» **Data in this exercise**
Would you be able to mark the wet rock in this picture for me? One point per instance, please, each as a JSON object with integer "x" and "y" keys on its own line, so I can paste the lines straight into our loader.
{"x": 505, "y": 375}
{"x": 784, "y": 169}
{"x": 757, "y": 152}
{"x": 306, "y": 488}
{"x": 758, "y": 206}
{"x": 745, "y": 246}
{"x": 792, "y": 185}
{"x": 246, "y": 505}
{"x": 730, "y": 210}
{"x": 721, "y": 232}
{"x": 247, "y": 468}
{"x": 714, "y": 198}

» **Short problem**
Can you rewrite every line above in full, scaling each x and y coordinate by 0.95 and rounding to whole numbers with halves rounded up?

» **Result of the exercise**
Would you be able to mark the wet rock in this picture for me? One point per instance, please, each as a JSON object with integer "x" and "y" keys on its own line, so I can paste the lines straight into our loader.
{"x": 480, "y": 356}
{"x": 745, "y": 161}
{"x": 719, "y": 144}
{"x": 291, "y": 464}
{"x": 720, "y": 196}
{"x": 708, "y": 234}
{"x": 752, "y": 176}
{"x": 234, "y": 480}
{"x": 694, "y": 200}
{"x": 685, "y": 220}
{"x": 235, "y": 445}
{"x": 678, "y": 188}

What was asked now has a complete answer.